[Direction] Continue the forum thread on complex roots of polynomial equations, picking up right after its final line.

# roots of polynomial equations (complex #s)

• May 6th 2008, 08:07 PM
phthiriasis
roots of polynomial equations (complex #s)
so im just starting to learn about roots of polynomial equations with roots that are complex numbers and i dont understand them at all.. i hope you can help

A. Use the quadratic formula to find the roots of the equation x^2+4x+5=0. Simplify and compare the roots. what do you notice?
B. write a quadratic equation with integral coefficients such that one of its roots is 4-5i
C. Write a quartic equation with integral coefficients and with roots 7i and -3i
.....
so for A i think its x= -2+i and x=-2-i but i dont "notice" anything and have no idea how to do the other questions.
im thinking its something simple and im going to feel stupid once i find out the answer -.-
• May 6th 2008, 08:23 PM
Solan
The roots are conjugate pairs
• May 6th 2008, 08:25 PM
TheEmptySet
Quote:

Originally Posted by phthiriasis
so im just starting to learn about roots of polynomial equations with roots that are complex numbers and i dont understand them at all.. i hope you can help

A. Use the quadratic formula to find the roots of the equation x^2+4x+5=0. Simplify and compare the roots. what do you notice?
B. write a quadratic equation with integral coefficients such that one of its roots is 4-5i
C. Write a quartic equation with integral coefficients and with roots 7i and -3i
.....
so for A i get x= -2+i and x=-2-i but i dont "notice" anything and have no idea how to do the other questions.

[Extracted information]
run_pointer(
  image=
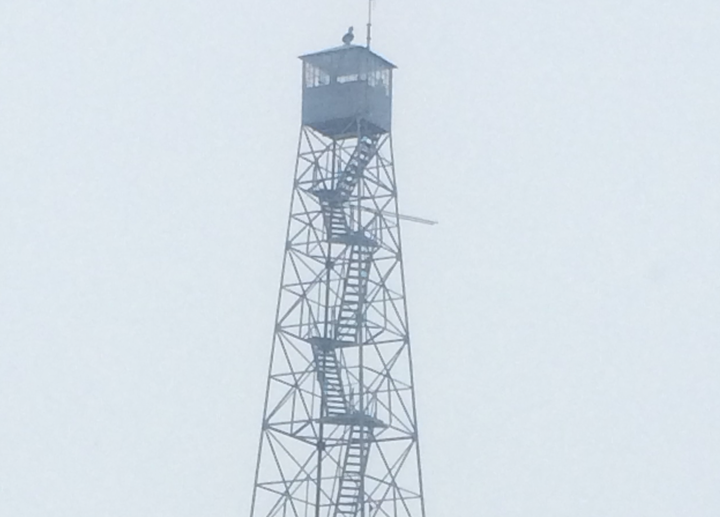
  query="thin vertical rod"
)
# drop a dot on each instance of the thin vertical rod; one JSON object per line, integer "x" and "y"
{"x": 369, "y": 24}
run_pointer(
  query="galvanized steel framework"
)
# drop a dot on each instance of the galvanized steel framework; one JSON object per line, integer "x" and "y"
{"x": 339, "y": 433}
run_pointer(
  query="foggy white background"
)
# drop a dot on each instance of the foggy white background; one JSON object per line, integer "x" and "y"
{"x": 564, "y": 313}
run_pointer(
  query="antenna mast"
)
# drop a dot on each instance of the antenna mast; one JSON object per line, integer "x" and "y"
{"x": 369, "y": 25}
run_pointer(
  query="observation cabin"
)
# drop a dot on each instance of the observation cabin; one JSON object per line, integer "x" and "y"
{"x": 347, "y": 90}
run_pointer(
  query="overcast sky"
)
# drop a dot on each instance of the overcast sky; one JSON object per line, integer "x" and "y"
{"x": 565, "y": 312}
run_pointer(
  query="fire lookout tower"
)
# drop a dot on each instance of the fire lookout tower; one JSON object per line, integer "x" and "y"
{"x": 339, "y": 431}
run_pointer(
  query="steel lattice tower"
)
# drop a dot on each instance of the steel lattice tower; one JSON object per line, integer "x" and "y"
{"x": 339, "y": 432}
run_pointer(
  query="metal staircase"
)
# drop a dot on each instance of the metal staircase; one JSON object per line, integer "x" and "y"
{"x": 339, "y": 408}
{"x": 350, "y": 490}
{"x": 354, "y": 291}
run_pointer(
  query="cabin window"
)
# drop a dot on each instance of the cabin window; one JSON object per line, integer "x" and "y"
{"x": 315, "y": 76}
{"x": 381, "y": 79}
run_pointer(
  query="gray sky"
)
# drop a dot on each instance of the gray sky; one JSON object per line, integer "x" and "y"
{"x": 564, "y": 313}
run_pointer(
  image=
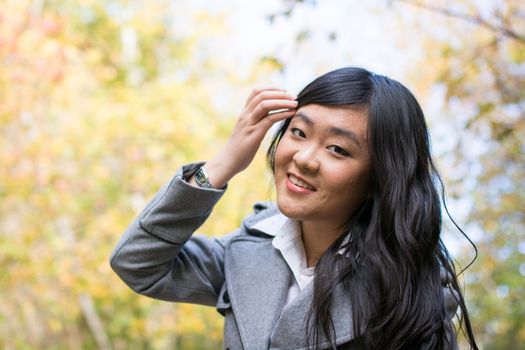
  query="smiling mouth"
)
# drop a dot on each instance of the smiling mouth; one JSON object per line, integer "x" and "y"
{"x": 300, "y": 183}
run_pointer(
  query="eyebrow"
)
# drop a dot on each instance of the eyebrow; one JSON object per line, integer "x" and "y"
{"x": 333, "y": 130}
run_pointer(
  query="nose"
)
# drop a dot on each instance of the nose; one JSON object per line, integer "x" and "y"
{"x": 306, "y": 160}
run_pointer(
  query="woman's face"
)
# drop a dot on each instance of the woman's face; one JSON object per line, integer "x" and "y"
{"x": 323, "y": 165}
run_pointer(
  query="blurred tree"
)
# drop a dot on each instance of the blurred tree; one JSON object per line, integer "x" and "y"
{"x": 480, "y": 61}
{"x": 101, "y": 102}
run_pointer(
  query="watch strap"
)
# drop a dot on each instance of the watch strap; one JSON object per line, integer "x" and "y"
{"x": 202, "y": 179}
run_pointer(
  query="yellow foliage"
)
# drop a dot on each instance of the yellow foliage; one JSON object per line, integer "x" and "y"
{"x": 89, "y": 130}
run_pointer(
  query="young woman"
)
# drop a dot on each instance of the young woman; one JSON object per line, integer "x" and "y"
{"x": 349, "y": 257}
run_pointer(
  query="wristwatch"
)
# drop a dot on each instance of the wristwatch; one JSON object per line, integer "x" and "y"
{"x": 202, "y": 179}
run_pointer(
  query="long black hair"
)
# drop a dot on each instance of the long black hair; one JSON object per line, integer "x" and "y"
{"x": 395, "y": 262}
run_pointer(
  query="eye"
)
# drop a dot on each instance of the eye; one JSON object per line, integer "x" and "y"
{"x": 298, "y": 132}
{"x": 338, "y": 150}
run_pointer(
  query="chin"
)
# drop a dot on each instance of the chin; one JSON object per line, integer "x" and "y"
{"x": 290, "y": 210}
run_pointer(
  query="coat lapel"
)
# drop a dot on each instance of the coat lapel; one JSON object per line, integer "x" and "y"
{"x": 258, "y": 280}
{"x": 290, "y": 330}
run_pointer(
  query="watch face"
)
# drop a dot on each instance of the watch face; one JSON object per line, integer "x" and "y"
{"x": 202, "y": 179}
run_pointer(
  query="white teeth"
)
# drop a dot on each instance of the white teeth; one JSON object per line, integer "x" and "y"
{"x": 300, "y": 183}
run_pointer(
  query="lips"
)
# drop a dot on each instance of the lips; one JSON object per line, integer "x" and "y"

[Response to this task]
im thinking its something simple and im going to feel stupid once i find out the answer -.-

What they wanted you to notice is that $-2+i \mbox{ and } -2-i$

are conjugates two complex numbers are conjugate if

$a+bi \mbox{ and } a-bi$ the numbers are the same, but the immaginary parts have opposite signs.

Now with this new knowlege(Wink)

we can find the roots of the other quadratic.

since we know that 4-5i is a root then 4+5i must also be a root.

If c is a root of a polynomial then x-c is a facor of the polynomial

now comes the fun part

We multiply out our two factors.

$[x-(4-5i)][x-(4+5i)]=x^2-(4+5i)x-(4-5i)x+(4-5i)(4+5i)=$
$x^2-4x-5ix-4x+5ix+16+20i-20i-25i^2=x^2-8x+16-25(-1)=$
$x^2-8x+41$

I hope this helps
see what you can do with the next one.
(Rock)
• May 6th 2008, 08:48 PM
phthiriasis
thanks a lot TheEmptySet
so i tried the next one..
since 7i and -3i are roots the other roots are -7i and 3i
so i multiplied it all out..
(x-7i)(x+7i)(x-3i)(x+3i) and ended up with
x^4+58x^2+441
is this right?^^
thanks again!